**HOW TO COMPLETE THIS TASK**
Can you set down, word for word, the part of the comment on Medicare for All below starting with "I have concerns." and going on through "me feel good."?

**SELECTED PASSAGE**
----
Up Close: Road to the White House said...

Some supporters of Medicare for All think it nearly inconceivable that anyone of good conscience could be reluctant. And yet most Democratic candidates are reluctant, which might be a clue. Either they lack that good conscience or—just maybe—there are reasons for concerns.

I have concerns. Not opposition, exactly, but concerns.

1.. it is a huge change in an area of enormous personal consequence. I worry the government or any other institution will screw it up. The ACA rollout was a bad first impression.

2. I like having options so I don’t feel stuck. If ATT jacks me around I can move to Verizon or t Mobile. That makes me feel good.

3. I like my Medicare and my employer and I paid 3% of my income for 35 years finally to be eligible. I feel invested and protective. I worry that increasing its size by 6 will mess up something I paid for waiting to get.
----
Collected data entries
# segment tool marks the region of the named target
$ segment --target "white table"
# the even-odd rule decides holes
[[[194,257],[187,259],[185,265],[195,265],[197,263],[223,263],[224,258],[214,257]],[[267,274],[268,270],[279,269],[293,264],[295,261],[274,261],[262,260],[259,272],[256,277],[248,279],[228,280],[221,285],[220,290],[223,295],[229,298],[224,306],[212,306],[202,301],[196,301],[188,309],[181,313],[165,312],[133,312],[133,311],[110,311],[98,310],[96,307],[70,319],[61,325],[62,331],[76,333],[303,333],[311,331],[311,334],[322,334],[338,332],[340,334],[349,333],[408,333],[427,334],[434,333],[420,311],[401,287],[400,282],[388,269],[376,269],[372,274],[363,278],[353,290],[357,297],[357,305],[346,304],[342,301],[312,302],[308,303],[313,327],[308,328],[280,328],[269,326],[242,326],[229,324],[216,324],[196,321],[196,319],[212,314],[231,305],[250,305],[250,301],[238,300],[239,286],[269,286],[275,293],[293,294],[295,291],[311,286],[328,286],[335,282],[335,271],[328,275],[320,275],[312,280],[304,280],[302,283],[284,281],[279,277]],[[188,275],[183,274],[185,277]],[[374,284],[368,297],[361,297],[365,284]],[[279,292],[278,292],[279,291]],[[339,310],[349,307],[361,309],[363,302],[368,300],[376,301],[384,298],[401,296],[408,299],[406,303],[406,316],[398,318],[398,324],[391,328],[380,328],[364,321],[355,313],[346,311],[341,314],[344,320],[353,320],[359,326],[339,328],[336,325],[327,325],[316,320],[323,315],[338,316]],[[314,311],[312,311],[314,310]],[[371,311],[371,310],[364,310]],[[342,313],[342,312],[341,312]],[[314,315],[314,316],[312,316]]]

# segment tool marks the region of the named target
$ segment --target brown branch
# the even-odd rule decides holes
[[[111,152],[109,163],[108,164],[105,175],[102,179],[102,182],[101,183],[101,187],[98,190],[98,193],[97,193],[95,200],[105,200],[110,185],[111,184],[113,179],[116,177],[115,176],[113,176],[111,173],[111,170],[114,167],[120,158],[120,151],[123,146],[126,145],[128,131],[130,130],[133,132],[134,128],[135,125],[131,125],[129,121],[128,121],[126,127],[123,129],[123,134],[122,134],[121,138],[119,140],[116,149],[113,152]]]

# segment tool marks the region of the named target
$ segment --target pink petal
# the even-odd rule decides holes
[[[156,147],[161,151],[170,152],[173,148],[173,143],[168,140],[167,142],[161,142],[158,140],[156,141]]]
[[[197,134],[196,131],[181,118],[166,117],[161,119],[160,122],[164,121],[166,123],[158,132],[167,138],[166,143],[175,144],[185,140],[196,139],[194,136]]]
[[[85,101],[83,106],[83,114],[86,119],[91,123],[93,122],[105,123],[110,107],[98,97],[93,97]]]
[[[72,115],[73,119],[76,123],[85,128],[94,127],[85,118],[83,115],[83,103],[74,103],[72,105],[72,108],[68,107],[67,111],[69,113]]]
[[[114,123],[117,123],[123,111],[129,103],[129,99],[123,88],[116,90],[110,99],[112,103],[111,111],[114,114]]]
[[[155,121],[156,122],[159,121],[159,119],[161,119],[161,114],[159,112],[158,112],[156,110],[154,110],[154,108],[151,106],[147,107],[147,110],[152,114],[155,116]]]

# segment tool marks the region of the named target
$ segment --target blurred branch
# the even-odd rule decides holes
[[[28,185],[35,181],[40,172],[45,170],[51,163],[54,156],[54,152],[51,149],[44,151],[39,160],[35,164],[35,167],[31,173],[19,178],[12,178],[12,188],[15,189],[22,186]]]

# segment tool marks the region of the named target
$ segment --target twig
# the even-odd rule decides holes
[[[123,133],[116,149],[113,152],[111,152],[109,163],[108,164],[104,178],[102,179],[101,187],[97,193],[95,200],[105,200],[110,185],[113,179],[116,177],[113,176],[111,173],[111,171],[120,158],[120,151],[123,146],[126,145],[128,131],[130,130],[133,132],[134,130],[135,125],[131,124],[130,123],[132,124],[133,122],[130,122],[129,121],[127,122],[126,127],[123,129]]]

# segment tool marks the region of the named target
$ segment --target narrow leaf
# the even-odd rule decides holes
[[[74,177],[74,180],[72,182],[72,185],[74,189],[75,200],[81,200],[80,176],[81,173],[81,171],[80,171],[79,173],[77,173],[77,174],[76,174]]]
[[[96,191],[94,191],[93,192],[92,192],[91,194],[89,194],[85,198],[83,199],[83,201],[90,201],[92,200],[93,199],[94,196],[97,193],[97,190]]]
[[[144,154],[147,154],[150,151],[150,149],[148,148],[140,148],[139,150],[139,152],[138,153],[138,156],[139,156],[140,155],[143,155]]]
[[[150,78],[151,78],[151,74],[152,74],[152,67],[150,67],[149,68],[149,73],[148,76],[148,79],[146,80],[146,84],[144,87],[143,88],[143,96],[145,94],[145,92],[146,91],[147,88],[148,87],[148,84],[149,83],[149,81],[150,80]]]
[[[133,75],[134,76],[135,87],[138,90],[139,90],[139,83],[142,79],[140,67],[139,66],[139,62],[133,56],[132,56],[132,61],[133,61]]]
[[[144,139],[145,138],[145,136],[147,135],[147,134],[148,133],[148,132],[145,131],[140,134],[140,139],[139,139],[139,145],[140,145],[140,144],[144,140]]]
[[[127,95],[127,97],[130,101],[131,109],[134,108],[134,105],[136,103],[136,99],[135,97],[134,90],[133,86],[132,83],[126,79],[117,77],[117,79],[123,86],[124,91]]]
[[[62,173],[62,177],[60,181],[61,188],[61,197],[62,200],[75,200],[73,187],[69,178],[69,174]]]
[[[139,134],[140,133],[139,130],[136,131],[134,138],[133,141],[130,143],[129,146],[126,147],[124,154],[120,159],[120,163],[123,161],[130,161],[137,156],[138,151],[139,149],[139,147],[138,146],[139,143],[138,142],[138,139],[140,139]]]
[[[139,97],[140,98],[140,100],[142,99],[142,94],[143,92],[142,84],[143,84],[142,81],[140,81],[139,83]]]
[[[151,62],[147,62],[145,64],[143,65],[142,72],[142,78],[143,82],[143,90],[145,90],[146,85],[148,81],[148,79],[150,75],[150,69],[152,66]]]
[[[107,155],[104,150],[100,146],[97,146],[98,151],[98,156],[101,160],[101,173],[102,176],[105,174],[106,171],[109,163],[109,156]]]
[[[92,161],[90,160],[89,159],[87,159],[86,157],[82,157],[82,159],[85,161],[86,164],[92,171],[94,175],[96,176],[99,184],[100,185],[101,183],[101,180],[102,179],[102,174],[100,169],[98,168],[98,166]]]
----
**WRITTEN REPLY**
I have concerns. Not opposition, exactly, but concerns.

1.. it is a huge change in an area of enormous personal consequence. I worry the government or any other institution will screw it up. The ACA rollout was a bad first impression.

2. I like having options so I don’t feel stuck. If ATT jacks me around I can move to Verizon or t Mobile. That makes me feel good.